### Instructions to follow:
Please output every line of the material as it stands, without the pictures.

[Records excerpted from a collection]
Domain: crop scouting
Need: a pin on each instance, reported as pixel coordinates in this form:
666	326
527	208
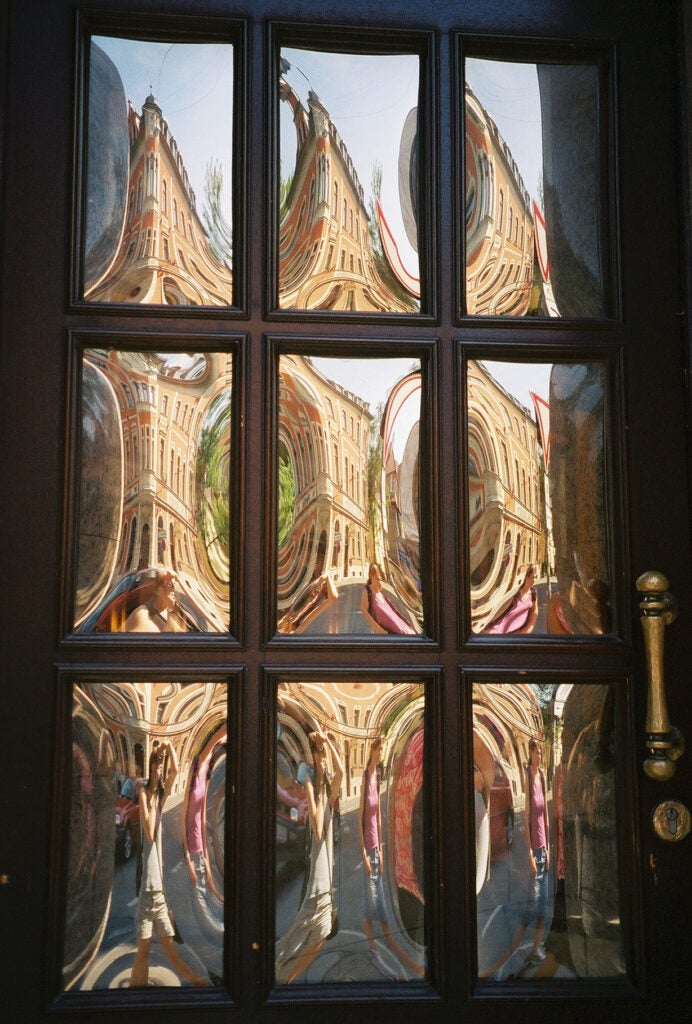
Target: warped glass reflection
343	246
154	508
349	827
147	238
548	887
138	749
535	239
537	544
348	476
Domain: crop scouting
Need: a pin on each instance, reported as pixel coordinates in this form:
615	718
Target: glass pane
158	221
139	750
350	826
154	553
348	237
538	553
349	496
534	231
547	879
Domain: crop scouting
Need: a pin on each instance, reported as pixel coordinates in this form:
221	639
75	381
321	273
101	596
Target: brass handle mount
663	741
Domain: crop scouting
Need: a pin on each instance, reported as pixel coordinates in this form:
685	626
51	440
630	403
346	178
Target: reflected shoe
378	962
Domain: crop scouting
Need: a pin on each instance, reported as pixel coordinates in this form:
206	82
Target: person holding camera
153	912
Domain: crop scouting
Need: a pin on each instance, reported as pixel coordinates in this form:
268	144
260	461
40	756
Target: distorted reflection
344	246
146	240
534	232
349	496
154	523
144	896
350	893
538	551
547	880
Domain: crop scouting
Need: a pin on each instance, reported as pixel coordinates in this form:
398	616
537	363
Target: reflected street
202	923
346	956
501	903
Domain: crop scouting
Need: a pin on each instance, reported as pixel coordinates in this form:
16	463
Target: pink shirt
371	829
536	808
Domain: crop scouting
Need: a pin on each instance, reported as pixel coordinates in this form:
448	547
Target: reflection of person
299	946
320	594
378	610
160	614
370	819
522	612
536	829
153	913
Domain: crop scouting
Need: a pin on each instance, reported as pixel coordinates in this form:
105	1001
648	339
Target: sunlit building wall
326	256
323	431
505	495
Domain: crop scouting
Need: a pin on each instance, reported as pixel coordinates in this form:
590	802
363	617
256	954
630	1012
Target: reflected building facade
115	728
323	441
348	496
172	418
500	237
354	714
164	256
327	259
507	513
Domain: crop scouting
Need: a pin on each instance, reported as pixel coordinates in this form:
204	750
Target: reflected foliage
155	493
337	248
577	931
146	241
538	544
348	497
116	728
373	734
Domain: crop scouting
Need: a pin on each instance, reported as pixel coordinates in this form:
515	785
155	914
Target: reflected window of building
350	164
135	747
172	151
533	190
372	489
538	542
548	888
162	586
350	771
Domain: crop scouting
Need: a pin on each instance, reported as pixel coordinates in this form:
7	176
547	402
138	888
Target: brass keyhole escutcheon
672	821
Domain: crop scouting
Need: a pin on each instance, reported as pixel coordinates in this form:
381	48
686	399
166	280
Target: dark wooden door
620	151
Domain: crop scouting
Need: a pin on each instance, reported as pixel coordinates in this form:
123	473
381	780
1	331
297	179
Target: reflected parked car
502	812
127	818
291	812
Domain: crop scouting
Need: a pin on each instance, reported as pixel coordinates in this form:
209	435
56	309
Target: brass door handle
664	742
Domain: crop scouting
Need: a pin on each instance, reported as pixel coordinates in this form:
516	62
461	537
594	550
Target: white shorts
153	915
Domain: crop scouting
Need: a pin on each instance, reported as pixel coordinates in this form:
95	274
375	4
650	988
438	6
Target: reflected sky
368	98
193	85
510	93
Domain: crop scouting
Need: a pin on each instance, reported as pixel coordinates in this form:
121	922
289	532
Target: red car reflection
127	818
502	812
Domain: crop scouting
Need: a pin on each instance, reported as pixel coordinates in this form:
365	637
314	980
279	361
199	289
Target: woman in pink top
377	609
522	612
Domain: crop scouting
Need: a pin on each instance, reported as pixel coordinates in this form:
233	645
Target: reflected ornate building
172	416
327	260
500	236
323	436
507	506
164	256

### Response to this exercise:
Domain: crop scouting
Need: a pin on each instance, reported as pixel coordinates in this form:
666	326
527	208
Target: warped glass reflection
343	246
154	508
349	827
147	238
548	887
138	749
535	239
537	544
348	476
Domain: crop scouting
Need: a pin on each instance, reported as pixel coordinates in this form:
615	718
Target: glass pane
158	221
139	750
350	826
154	553
348	237
538	553
349	496
534	231
547	879
Domain: crop scouting
Need: a pin on each instance, reported as pixel coordinates in this form:
221	639
75	381
321	273
101	596
Target: brass handle mount
663	741
Domain: crop scouting
Need: a pin on each instance, reported as pixel coordinates in this form:
685	626
51	440
630	403
346	178
Target: reflected shoe
378	962
Domain: crop scouting
Need: a pin on each instance, reported as pixel coordinates in this form:
206	82
Target: person holding camera
153	912
Domain: crop scouting
Need: a pin on each instance, reported as pixel coordinates in this form:
268	144
260	461
40	756
Target: distorted reflection
344	246
146	240
534	232
349	496
154	523
144	896
350	893
538	551
547	880
Domain: crop scouting
Need: a pin on each instance, reported as pixel coordinates in this form:
398	616
537	363
Target: reflected street
202	923
346	956
501	903
Domain: crop scouting
Need: a pin on each instance, reported as pixel coordinates in this form:
16	463
Target: pink shirt
371	829
536	808
Domain: crop scouting
Need: a pin on each instance, reported as pixel coordinates in this form:
448	547
Target: reflection of person
299	946
320	594
378	610
160	614
370	819
522	612
536	829
153	913
Domain: crop scouting
Need: a pin on each instance, reported as pixel coordinates in this form:
105	1001
648	339
Target: sunlit building wall
326	256
323	431
505	495
Domain: crop scouting
Need: a pin on each instance, reported as pixel coordinates in this form:
590	802
363	617
256	954
630	1012
Target: reflected building facade
115	728
323	441
348	496
172	418
500	237
354	714
164	256
327	259
507	513
Domain: crop scouting
Need: a pin on each instance, reported as pixel coordinates in this form:
204	750
Target: reflected foliage
155	493
337	248
577	931
146	241
538	544
348	497
116	728
373	734
Domain: crop scouting
Need: a pin on each instance, reported as pixel coordinates in this form:
515	785
155	914
Target: reflected window of building
350	164
135	747
172	151
533	190
372	489
538	542
548	888
162	586
350	771
Domain: crop scouting
Need: a pin on each instance, reported as pixel coordinates in this form:
7	176
547	402
138	888
Target: brass keyhole escutcheon
672	821
Domain: crop scouting
Need: a pin on each instance, reported as pixel coordinates in this form:
381	48
686	399
166	280
Target: dark wooden door
620	151
Domain: crop scouting
Need: a pin on each instance, reported as pixel coordinates in this form:
123	473
381	780
1	331
297	179
Target: reflected parked car
502	812
127	818
291	812
Domain: crop scouting
Need: a pin on each instance, reported as pixel coordinates in this form:
209	435
56	309
Target: brass door handle
664	742
Domain: crop scouting
Need: a pin on each instance, reported as pixel coordinates in this form:
516	62
461	537
594	550
Target: white shorts
153	915
Domain: crop scouting
Need: a pin on each instance, reported as pixel coordinates in this form:
95	274
375	4
650	988
438	6
Target: reflected sky
368	98
193	85
510	93
Domain: crop scouting
Need: a pin on each instance, reported as pixel coordinates in this form:
121	922
289	532
Target: red car reflection
127	818
502	812
Domain: crop scouting
Need: a pin on each instance, reported as pixel coordinates in this form:
365	637
314	980
279	361
199	289
Target: woman in pink top
377	609
522	612
Domain: crop scouting
Need: a pin on each instance, reported as pixel coordinates in this form:
233	645
Target: reflected ornate building
172	416
327	260
500	236
323	436
507	506
164	256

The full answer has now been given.